* [What is asked]
Swap "Trace the outline" for "Draw the outline" in the lines from the start of the rows through the line that contains "36], [321, 37]]", and leave everything else unchanged. Omit the pictures from your answer.

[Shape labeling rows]
* Start *

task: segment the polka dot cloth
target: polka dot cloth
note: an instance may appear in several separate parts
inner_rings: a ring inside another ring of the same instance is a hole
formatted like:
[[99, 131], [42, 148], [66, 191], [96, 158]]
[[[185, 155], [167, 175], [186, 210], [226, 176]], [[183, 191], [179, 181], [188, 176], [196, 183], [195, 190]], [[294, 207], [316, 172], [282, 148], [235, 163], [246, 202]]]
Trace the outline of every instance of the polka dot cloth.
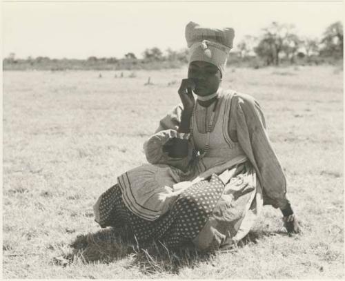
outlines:
[[125, 206], [119, 187], [111, 187], [101, 196], [99, 205], [102, 227], [119, 227], [129, 223], [138, 242], [159, 240], [170, 247], [194, 239], [206, 223], [218, 202], [224, 185], [216, 175], [184, 191], [166, 214], [148, 221], [131, 213]]

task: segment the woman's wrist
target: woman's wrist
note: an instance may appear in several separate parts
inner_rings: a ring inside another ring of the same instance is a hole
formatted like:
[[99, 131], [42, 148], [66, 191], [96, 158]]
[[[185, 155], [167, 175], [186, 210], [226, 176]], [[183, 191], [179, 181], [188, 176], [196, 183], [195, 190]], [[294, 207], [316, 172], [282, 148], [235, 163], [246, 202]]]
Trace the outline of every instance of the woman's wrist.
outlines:
[[288, 203], [284, 209], [281, 209], [282, 213], [284, 217], [288, 217], [289, 215], [293, 215], [293, 210], [291, 208], [290, 203]]

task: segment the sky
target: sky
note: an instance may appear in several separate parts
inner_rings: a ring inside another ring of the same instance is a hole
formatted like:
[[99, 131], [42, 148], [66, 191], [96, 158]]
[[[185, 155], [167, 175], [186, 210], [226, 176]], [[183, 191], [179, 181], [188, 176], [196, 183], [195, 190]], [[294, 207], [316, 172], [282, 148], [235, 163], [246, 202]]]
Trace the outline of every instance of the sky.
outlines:
[[343, 20], [342, 1], [300, 2], [3, 2], [2, 53], [61, 59], [137, 57], [146, 48], [186, 47], [190, 21], [235, 29], [234, 45], [246, 35], [259, 36], [272, 21], [294, 24], [301, 36], [321, 37]]

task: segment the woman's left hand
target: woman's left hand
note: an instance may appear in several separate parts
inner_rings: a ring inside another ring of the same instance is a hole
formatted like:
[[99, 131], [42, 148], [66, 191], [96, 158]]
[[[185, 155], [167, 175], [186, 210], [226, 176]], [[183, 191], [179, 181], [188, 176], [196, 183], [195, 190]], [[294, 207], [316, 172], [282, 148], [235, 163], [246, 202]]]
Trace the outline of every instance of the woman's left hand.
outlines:
[[283, 217], [284, 226], [288, 231], [288, 233], [300, 233], [302, 232], [300, 224], [294, 214]]

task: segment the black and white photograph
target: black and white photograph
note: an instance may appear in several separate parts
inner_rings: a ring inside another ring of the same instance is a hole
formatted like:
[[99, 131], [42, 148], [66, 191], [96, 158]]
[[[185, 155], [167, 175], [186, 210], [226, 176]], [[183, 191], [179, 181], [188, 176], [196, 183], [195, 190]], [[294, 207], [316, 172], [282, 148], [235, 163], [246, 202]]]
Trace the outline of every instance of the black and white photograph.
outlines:
[[342, 1], [3, 1], [4, 279], [339, 279]]

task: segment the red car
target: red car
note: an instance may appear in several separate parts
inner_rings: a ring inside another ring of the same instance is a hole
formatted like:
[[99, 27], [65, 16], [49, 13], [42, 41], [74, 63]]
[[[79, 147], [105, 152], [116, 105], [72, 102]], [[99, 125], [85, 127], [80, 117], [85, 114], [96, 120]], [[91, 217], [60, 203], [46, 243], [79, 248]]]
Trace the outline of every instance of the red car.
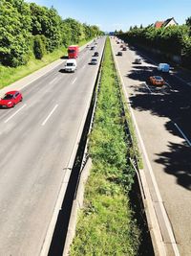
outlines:
[[164, 85], [165, 84], [165, 81], [162, 79], [162, 77], [159, 76], [153, 76], [149, 78], [149, 82], [152, 85]]
[[19, 102], [22, 102], [23, 96], [19, 91], [9, 91], [0, 99], [0, 106], [13, 107]]

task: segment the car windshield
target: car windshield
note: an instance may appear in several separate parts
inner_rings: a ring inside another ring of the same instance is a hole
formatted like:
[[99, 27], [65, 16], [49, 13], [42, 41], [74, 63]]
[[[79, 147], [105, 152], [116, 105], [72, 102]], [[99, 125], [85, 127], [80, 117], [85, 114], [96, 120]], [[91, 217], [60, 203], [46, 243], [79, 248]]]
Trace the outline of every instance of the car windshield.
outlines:
[[74, 66], [74, 63], [67, 63], [66, 64], [68, 67]]
[[68, 50], [69, 54], [74, 54], [75, 51], [74, 50]]
[[159, 77], [159, 76], [155, 77], [155, 79], [156, 80], [162, 80], [162, 78], [161, 77]]
[[3, 97], [3, 100], [11, 100], [13, 98], [13, 95], [12, 94], [6, 94], [4, 97]]

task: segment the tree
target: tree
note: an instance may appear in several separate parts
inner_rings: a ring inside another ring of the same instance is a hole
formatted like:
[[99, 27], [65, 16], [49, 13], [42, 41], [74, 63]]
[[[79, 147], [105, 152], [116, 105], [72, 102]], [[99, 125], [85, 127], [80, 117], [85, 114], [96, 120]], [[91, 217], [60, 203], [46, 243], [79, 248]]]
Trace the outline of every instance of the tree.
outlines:
[[[19, 8], [16, 7], [17, 2]], [[0, 13], [1, 62], [13, 67], [25, 64], [30, 51], [31, 22], [28, 5], [22, 0], [1, 0]]]

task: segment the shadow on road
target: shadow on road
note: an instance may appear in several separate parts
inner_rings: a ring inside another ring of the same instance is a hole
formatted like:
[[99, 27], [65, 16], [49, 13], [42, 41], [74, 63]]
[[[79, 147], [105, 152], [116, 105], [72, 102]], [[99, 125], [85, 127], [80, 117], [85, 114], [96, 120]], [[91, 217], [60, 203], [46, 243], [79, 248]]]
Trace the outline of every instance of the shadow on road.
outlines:
[[[165, 128], [175, 136], [182, 138], [178, 126], [191, 141], [191, 88], [177, 80], [172, 75], [166, 75], [165, 80], [171, 87], [165, 91], [159, 87], [145, 86], [149, 76], [156, 75], [155, 69], [147, 66], [134, 66], [126, 77], [141, 81], [140, 84], [130, 84], [134, 92], [130, 95], [131, 106], [138, 111], [149, 110], [151, 114], [170, 119]], [[143, 121], [144, 122], [144, 121]], [[175, 125], [176, 124], [176, 125]], [[159, 139], [160, 134], [159, 134]], [[167, 174], [177, 177], [178, 184], [191, 190], [191, 148], [188, 143], [176, 144], [169, 142], [169, 151], [158, 154], [156, 162], [164, 166]]]

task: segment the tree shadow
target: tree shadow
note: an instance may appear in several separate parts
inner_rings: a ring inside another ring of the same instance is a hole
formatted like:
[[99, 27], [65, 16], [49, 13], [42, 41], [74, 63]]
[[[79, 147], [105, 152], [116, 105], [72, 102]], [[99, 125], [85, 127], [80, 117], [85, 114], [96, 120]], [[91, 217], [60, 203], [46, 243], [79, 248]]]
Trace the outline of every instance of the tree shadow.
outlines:
[[[148, 91], [145, 81], [152, 71], [144, 66], [134, 68], [126, 77], [132, 80], [129, 85], [133, 90], [129, 97], [131, 106], [138, 111], [149, 110], [152, 115], [169, 118], [165, 128], [175, 136], [183, 138], [182, 133], [191, 141], [191, 88], [171, 75], [166, 75], [171, 87], [165, 91], [159, 87], [151, 87]], [[139, 81], [135, 84], [134, 81]], [[158, 154], [157, 163], [164, 166], [167, 174], [177, 177], [178, 184], [191, 189], [191, 148], [185, 141], [182, 144], [169, 142], [169, 151]]]

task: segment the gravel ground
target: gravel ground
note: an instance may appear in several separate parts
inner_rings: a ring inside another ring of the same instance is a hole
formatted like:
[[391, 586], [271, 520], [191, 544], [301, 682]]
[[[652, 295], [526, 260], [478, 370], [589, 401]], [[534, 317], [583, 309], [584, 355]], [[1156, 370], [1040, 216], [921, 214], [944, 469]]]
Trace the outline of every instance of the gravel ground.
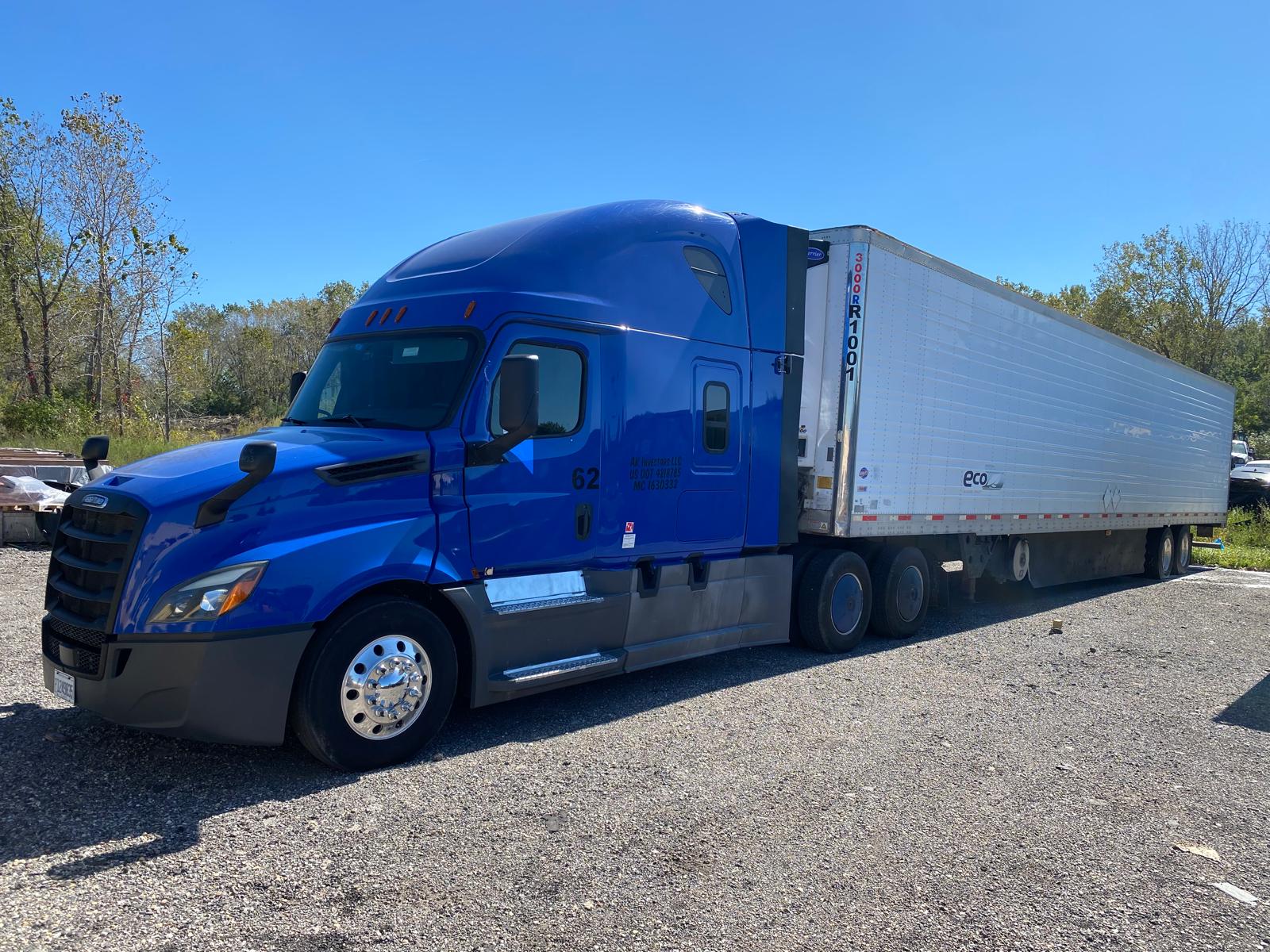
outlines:
[[1270, 899], [1270, 575], [688, 661], [460, 713], [432, 758], [348, 777], [55, 701], [46, 565], [0, 548], [3, 949], [1270, 941], [1265, 901], [1210, 885]]

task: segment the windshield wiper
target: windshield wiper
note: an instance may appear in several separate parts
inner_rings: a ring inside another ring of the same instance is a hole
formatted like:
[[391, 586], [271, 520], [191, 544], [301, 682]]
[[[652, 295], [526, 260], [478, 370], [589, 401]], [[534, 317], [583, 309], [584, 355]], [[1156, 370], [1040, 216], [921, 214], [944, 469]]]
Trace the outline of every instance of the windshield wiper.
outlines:
[[339, 416], [323, 416], [318, 423], [356, 423], [366, 429], [367, 423], [375, 423], [373, 416], [353, 416], [353, 414], [340, 414]]

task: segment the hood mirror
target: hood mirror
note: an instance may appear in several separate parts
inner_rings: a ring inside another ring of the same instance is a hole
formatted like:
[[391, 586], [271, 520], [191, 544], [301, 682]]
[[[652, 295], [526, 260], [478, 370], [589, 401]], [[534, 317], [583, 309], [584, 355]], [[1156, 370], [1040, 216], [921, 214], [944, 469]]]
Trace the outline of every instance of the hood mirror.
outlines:
[[202, 529], [207, 526], [216, 526], [225, 522], [225, 514], [230, 506], [246, 495], [273, 472], [274, 463], [278, 462], [278, 444], [265, 440], [253, 440], [239, 452], [239, 468], [246, 473], [237, 482], [230, 484], [215, 496], [204, 500], [198, 506], [198, 515], [194, 517], [194, 528]]
[[89, 472], [97, 468], [97, 465], [105, 459], [110, 454], [110, 438], [102, 437], [89, 437], [84, 440], [84, 448], [80, 451], [80, 456], [84, 459], [84, 468]]

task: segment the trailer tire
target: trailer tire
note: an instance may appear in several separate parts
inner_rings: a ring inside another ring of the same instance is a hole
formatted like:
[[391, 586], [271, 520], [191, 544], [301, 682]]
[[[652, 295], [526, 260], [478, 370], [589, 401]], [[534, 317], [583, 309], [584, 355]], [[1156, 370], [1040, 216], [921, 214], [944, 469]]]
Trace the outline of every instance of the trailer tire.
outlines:
[[1147, 532], [1148, 579], [1167, 579], [1173, 570], [1173, 531], [1162, 526]]
[[799, 592], [803, 590], [803, 576], [806, 575], [806, 566], [812, 564], [812, 560], [822, 552], [823, 550], [812, 548], [798, 548], [794, 551], [794, 574], [790, 585], [790, 644], [791, 645], [806, 645], [806, 640], [803, 637], [801, 626], [799, 625]]
[[[359, 692], [349, 679], [363, 677]], [[392, 683], [381, 688], [384, 679]], [[361, 598], [319, 628], [301, 660], [291, 727], [309, 753], [339, 770], [389, 767], [437, 736], [457, 685], [455, 641], [436, 614], [400, 595]], [[411, 687], [422, 699], [408, 697]]]
[[931, 605], [931, 570], [922, 550], [885, 550], [878, 559], [872, 585], [874, 633], [886, 638], [916, 635]]
[[1190, 570], [1190, 526], [1173, 527], [1173, 575]]
[[803, 571], [799, 632], [817, 651], [850, 651], [860, 644], [872, 611], [869, 566], [855, 552], [826, 550]]

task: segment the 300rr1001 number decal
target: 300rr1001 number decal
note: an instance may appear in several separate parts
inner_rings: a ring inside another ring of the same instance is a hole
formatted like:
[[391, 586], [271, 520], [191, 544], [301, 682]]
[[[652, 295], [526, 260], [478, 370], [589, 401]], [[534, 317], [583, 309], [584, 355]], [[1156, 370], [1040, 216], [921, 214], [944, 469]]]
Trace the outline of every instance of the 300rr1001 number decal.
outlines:
[[591, 466], [583, 470], [580, 466], [573, 471], [574, 489], [599, 489], [599, 467]]
[[860, 319], [864, 316], [865, 253], [851, 255], [851, 278], [847, 291], [847, 339], [843, 359], [847, 364], [847, 380], [856, 378], [856, 364], [860, 363]]

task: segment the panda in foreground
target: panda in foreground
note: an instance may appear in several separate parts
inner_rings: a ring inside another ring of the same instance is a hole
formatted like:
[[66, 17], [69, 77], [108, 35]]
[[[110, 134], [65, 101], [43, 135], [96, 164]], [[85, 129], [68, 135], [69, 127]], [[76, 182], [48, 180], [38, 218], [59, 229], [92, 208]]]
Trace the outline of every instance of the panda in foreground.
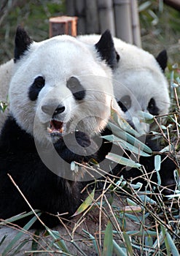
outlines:
[[[7, 174], [33, 208], [70, 217], [81, 203], [83, 186], [73, 181], [71, 163], [88, 163], [97, 155], [103, 161], [108, 151], [103, 145], [96, 155], [94, 139], [106, 127], [112, 101], [123, 116], [113, 97], [111, 69], [117, 66], [113, 40], [106, 31], [93, 47], [68, 36], [37, 43], [18, 28], [15, 62], [10, 116], [0, 138], [0, 218], [30, 210]], [[149, 172], [154, 170], [153, 158], [141, 159]], [[176, 167], [171, 165], [166, 173], [165, 166], [164, 162], [163, 185], [172, 185]], [[45, 213], [41, 219], [47, 226], [59, 223]], [[19, 224], [26, 222], [23, 219]]]
[[[100, 37], [92, 34], [78, 36], [77, 39], [93, 45]], [[168, 84], [163, 74], [167, 66], [167, 53], [163, 50], [154, 58], [147, 51], [120, 39], [114, 37], [114, 42], [117, 53], [117, 64], [113, 70], [114, 96], [126, 118], [136, 124], [136, 129], [142, 132], [149, 132], [154, 127], [145, 123], [139, 124], [141, 116], [138, 110], [154, 116], [168, 113]], [[0, 66], [0, 100], [7, 99], [13, 69], [12, 60]], [[0, 111], [0, 132], [8, 112], [9, 107], [4, 113]]]
[[[119, 108], [111, 78], [115, 65], [108, 31], [87, 48], [66, 35], [35, 42], [17, 28], [10, 114], [0, 138], [0, 219], [30, 211], [7, 174], [34, 209], [75, 212], [82, 183], [74, 181], [70, 165], [95, 158], [92, 138], [106, 127], [113, 101]], [[49, 214], [42, 219], [47, 226], [58, 223]]]

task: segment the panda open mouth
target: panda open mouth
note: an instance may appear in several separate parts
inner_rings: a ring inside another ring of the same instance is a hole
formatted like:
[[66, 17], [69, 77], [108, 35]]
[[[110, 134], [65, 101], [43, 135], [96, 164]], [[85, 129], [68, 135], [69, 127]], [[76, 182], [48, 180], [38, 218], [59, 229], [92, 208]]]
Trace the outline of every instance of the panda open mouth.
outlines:
[[60, 121], [51, 119], [50, 127], [47, 127], [47, 131], [52, 136], [62, 137], [63, 132], [63, 124], [64, 123]]

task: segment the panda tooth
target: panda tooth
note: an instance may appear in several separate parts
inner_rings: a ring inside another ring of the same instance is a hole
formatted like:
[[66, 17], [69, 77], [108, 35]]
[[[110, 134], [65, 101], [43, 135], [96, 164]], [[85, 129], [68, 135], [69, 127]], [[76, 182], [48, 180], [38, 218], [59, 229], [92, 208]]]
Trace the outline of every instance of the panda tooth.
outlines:
[[47, 127], [47, 132], [50, 133], [52, 132], [52, 129], [50, 129], [50, 127]]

* End *

* [Solved exercise]
task: segment the polka dot cloth
target: polka dot cloth
note: an instance may appear in several separate parts
inner_rings: a ring inside another ring of the same instance is a hole
formatted like:
[[99, 131], [42, 148], [66, 191], [96, 158]]
[[[185, 155], [167, 175], [186, 210], [226, 176]], [[183, 191], [179, 181], [188, 176], [196, 183], [195, 190]], [[294, 207], [316, 172], [282, 148], [235, 163], [246, 202]]]
Draw the outline of every instance of the polka dot cloth.
outlines:
[[125, 206], [119, 187], [111, 187], [101, 196], [99, 205], [102, 227], [119, 227], [129, 223], [138, 242], [159, 240], [170, 247], [194, 239], [206, 223], [218, 202], [224, 185], [216, 175], [184, 191], [166, 214], [148, 221], [131, 213]]

task: segment the woman's wrist
target: woman's wrist
note: an instance may appear in several separate parts
inner_rings: a ring inside another ring of the same instance is a hole
formatted like:
[[99, 131], [42, 148], [66, 191], [96, 158]]
[[[185, 155], [167, 175], [186, 210], [226, 176]], [[183, 191], [179, 181], [188, 176], [196, 183], [195, 190]], [[294, 207], [316, 172], [282, 148], [235, 163], [246, 202]]]
Draw the outline of every instance of the woman's wrist.
outlines:
[[288, 203], [284, 209], [281, 209], [282, 213], [284, 217], [288, 217], [289, 215], [293, 215], [293, 210], [291, 208], [290, 203]]

task: segment the sky
target: sky
note: an instance may appear in several separate parts
inner_rings: a ring inside another ring of the same instance is a hole
formatted like:
[[99, 131], [42, 148], [66, 191], [96, 158]]
[[[185, 155], [167, 175], [186, 210], [226, 176]], [[183, 191], [179, 181], [188, 176], [196, 183], [195, 190]], [[294, 207], [316, 172], [282, 148], [235, 163], [246, 202]]]
Draw the outline of every instance of the sky.
outlines:
[[343, 20], [342, 1], [300, 2], [3, 2], [2, 53], [61, 59], [137, 57], [146, 48], [186, 47], [190, 21], [235, 29], [234, 45], [246, 35], [259, 36], [272, 21], [294, 24], [301, 36], [321, 37]]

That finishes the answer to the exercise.